#### Stated task:
Put every line of the records below into a Markdown table with two columns, Row and Line. Number each row in Row, copy the line into Line, and leave out blank lines.

#### Data shown:
-- start --

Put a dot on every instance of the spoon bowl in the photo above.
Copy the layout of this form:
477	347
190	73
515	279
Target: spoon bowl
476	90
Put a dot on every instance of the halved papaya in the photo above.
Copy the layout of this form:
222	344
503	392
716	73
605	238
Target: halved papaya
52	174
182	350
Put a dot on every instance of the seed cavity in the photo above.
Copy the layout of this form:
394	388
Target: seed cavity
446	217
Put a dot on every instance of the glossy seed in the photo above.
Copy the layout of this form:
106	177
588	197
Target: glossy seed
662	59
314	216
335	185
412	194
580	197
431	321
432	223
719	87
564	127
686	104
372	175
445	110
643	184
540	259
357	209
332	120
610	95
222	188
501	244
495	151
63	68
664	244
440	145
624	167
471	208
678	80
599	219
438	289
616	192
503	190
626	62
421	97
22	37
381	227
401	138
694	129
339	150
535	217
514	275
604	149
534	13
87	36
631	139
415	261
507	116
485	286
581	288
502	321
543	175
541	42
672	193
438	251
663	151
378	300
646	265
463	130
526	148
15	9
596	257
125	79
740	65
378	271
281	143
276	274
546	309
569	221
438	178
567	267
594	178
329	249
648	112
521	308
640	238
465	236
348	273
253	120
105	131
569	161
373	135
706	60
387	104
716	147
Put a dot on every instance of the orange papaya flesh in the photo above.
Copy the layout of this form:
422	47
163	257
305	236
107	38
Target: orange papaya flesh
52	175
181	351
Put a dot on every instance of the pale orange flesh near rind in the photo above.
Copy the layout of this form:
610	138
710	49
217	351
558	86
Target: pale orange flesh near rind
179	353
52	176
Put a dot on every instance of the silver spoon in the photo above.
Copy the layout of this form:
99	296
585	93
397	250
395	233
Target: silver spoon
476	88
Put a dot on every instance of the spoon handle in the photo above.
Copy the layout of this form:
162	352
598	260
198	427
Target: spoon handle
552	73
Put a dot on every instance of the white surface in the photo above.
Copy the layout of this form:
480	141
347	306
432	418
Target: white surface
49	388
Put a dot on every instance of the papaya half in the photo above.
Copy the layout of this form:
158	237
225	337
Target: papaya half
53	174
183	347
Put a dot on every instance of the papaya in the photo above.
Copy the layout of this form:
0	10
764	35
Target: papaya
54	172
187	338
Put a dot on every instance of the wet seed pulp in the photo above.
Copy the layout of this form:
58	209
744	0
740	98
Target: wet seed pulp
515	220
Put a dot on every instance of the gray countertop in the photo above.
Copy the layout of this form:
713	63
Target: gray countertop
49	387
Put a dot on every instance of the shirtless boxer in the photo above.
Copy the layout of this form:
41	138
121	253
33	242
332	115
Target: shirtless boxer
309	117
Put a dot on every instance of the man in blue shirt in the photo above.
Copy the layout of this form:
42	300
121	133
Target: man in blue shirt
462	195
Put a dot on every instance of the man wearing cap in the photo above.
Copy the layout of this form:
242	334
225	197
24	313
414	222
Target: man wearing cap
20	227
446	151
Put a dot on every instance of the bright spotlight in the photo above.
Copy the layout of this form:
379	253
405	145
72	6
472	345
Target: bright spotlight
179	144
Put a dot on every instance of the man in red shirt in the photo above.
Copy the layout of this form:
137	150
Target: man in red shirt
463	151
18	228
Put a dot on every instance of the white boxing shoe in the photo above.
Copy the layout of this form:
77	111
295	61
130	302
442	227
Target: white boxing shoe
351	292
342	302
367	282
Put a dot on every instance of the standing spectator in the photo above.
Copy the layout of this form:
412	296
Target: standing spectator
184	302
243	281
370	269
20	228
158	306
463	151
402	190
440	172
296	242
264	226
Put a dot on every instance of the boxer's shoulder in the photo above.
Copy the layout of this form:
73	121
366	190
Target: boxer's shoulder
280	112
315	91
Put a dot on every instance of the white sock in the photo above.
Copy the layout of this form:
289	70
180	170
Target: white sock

-- end --

#### Worked solution:
| Row | Line |
|---|---|
| 1 | Put a dot on every instance of the spoon bowl in the photo above. |
| 2 | Copy the layout of this form: |
| 3 | 477	347 |
| 4 | 190	73 |
| 5 | 515	279 |
| 6 | Target: spoon bowl |
| 7 | 476	90 |
| 8 | Put a dot on every instance of the halved papaya in the photo above. |
| 9 | Copy the layout of this form: |
| 10 | 222	344 |
| 11 | 503	392 |
| 12 | 716	73 |
| 13 | 605	238 |
| 14 | Target: halved papaya |
| 15 | 52	174 |
| 16 | 182	350 |
| 17 | Put a dot on every instance of the seed cavity in the photo above. |
| 18 | Copy the layout of this form: |
| 19 | 394	388 |
| 20 | Target: seed cavity |
| 21 | 446	217 |
| 22 | Put a dot on every instance of the glossy seed in the photo above. |
| 23 | Copy the layout of this form: |
| 24 | 106	177 |
| 25 | 588	197 |
| 26 | Target: glossy seed |
| 27 | 662	59 |
| 28 | 314	216 |
| 29 | 335	185 |
| 30 | 412	194 |
| 31 | 580	197 |
| 32 | 431	321 |
| 33 | 432	223 |
| 34 | 719	87 |
| 35 | 564	127 |
| 36 | 686	104 |
| 37 | 372	175 |
| 38 | 445	110 |
| 39 | 643	184 |
| 40 | 540	259 |
| 41 | 357	209 |
| 42 | 332	120 |
| 43 | 610	95 |
| 44 | 222	188 |
| 45 | 501	244 |
| 46 | 495	151 |
| 47 | 63	68 |
| 48 | 664	244 |
| 49 | 440	145 |
| 50 | 624	167 |
| 51 | 471	208 |
| 52 | 678	80 |
| 53 | 599	219 |
| 54 | 438	289 |
| 55 | 616	192 |
| 56 | 503	190 |
| 57 | 626	62 |
| 58 | 421	97 |
| 59 | 22	37 |
| 60 | 381	227 |
| 61 | 401	138 |
| 62 | 694	129 |
| 63 | 339	150 |
| 64 | 535	217 |
| 65 | 514	275 |
| 66 | 604	149 |
| 67 | 534	13 |
| 68 | 87	36 |
| 69 | 631	139 |
| 70 | 415	261 |
| 71 | 507	116 |
| 72 | 485	286 |
| 73 | 581	288 |
| 74 | 502	321 |
| 75 | 543	175 |
| 76 | 541	42 |
| 77 | 672	193 |
| 78 | 438	251 |
| 79 | 663	151 |
| 80 | 378	300 |
| 81 | 646	265 |
| 82 | 463	130 |
| 83 | 526	148 |
| 84 | 15	9 |
| 85 | 596	257 |
| 86 | 125	79 |
| 87 | 740	65 |
| 88 | 378	271 |
| 89 | 281	143 |
| 90 | 276	274 |
| 91 | 546	309 |
| 92 | 569	221 |
| 93 | 438	178 |
| 94 | 567	267 |
| 95 | 594	178 |
| 96 | 329	249 |
| 97 | 648	112 |
| 98 | 521	308 |
| 99 | 640	238 |
| 100 | 465	236 |
| 101 | 348	273 |
| 102 | 253	120 |
| 103 | 105	131 |
| 104 | 569	161 |
| 105 | 373	135 |
| 106 | 706	60 |
| 107 | 387	104 |
| 108 | 716	147 |
| 109 | Put a dot on every instance of the orange papaya flesh in the photo above. |
| 110 | Copy the layout of this form: |
| 111 | 422	47 |
| 112 | 163	257 |
| 113 | 305	236 |
| 114 | 107	38 |
| 115 | Target: orange papaya flesh |
| 116 | 52	175 |
| 117 | 181	351 |
| 118 | Put a dot on every instance of the pale orange flesh near rind in the photo above. |
| 119 | Copy the layout of this form: |
| 120 | 610	138 |
| 121 | 710	49 |
| 122 | 217	351 |
| 123 | 558	86 |
| 124 | Target: pale orange flesh near rind |
| 125 | 179	353 |
| 126 | 52	176 |
| 127 | Put a dot on every instance of the silver spoon in the photo above. |
| 128 | Copy the layout of this form: |
| 129 | 99	296 |
| 130 | 585	93 |
| 131 | 397	250 |
| 132 | 395	233 |
| 133 | Target: silver spoon |
| 134 | 476	88 |
| 135 | Put a dot on every instance of the spoon handle in the photo above. |
| 136 | Copy the layout of this form: |
| 137 | 162	352 |
| 138 | 598	260 |
| 139 | 198	427 |
| 140 | Target: spoon handle |
| 141 | 552	73 |
| 142 | Put a dot on every instance of the white surface in the photo above. |
| 143 | Copy the layout of this form: |
| 144 | 480	141 |
| 145 | 347	306 |
| 146 | 432	418 |
| 147 | Target: white surface |
| 148 | 49	388 |
| 149 | Put a dot on every instance of the papaya half in the photo above. |
| 150 | Copy the layout of this form: |
| 151 | 158	237 |
| 152 | 225	337 |
| 153 | Target: papaya half |
| 154 | 53	174 |
| 155 | 183	347 |
| 156 | Put a dot on every instance of the papaya in the photo above. |
| 157 | Copy the layout of this form: |
| 158 | 0	10 |
| 159 | 764	35 |
| 160 | Target: papaya |
| 161 | 54	172 |
| 162 | 187	338 |
| 163 | Put a dot on every instance of the wet seed pulp in the photo above. |
| 164 | Copy the layout of this form: |
| 165 | 58	209 |
| 166 | 744	0 |
| 167 | 740	98 |
| 168 | Target: wet seed pulp |
| 169 | 515	220 |
| 170 | Put a dot on every instance of the gray countertop in the photo above. |
| 171 | Copy the layout of this form: |
| 172 | 713	63 |
| 173 | Target: gray countertop |
| 174 | 49	387 |
| 175 | Put a dot on every instance of the shirtless boxer in the photo above. |
| 176 | Copy the layout of this form: |
| 177 | 41	138 |
| 178 | 121	253 |
| 179 | 33	242 |
| 180 | 332	115 |
| 181 | Target: shirtless boxer |
| 182 | 309	117 |
| 183 | Put a dot on every instance of the man in blue shirt in the photo above. |
| 184 | Copy the layout of this form: |
| 185 | 42	300 |
| 186 | 121	133 |
| 187 | Target: man in blue shirt |
| 188 | 462	195 |
| 189 | Put a dot on every instance of the man wearing cap in the photo above. |
| 190 | Copy the layout of this form: |
| 191 | 242	334 |
| 192 | 225	197 |
| 193 | 24	313 |
| 194 | 414	222 |
| 195 | Target: man wearing cap |
| 196 | 20	227 |
| 197 | 446	151 |
| 198 | Put a dot on every instance of the bright spotlight in the photo above. |
| 199 | Copy the layout of this form: |
| 200 | 379	253 |
| 201 | 405	145 |
| 202 | 72	6 |
| 203 | 472	345 |
| 204 | Target: bright spotlight |
| 205 | 179	144 |
| 206 | Put a dot on every instance of the man in red shirt in the photo above. |
| 207 | Copy the layout of this form: |
| 208 | 137	150 |
| 209 | Target: man in red shirt |
| 210 | 463	151 |
| 211 | 18	228 |
| 212 | Put a dot on every instance of the white boxing shoe in the photo above. |
| 213 | Copy the layout of this form: |
| 214 | 77	111 |
| 215 | 295	61 |
| 216 | 130	302 |
| 217 | 442	227 |
| 218 | Target: white boxing shoe |
| 219 | 351	292 |
| 220 | 342	302 |
| 221 | 367	282 |
| 222 | Put a dot on every instance of the standing spectator in the photo above. |
| 223 | Copy the layout of this form: |
| 224 | 412	296 |
| 225 | Target: standing spectator |
| 226 | 184	302 |
| 227 | 243	281 |
| 228 | 370	269 |
| 229 | 20	228 |
| 230 | 158	306 |
| 231 | 463	151 |
| 232 | 402	190 |
| 233 | 440	172 |
| 234 | 296	242 |
| 235 | 264	226 |
| 236 | Put a dot on every instance of the boxer's shoulder in the photo above. |
| 237 | Copy the layout of this form: |
| 238 | 73	121 |
| 239 | 366	190 |
| 240 | Target: boxer's shoulder |
| 241 | 280	112 |
| 242 | 315	91 |
| 243 | Put a dot on every instance of the white sock in the photo above. |
| 244 | Copy the layout of this form: |
| 245 | 289	70 |
| 246 | 180	170 |
| 247 | Target: white sock |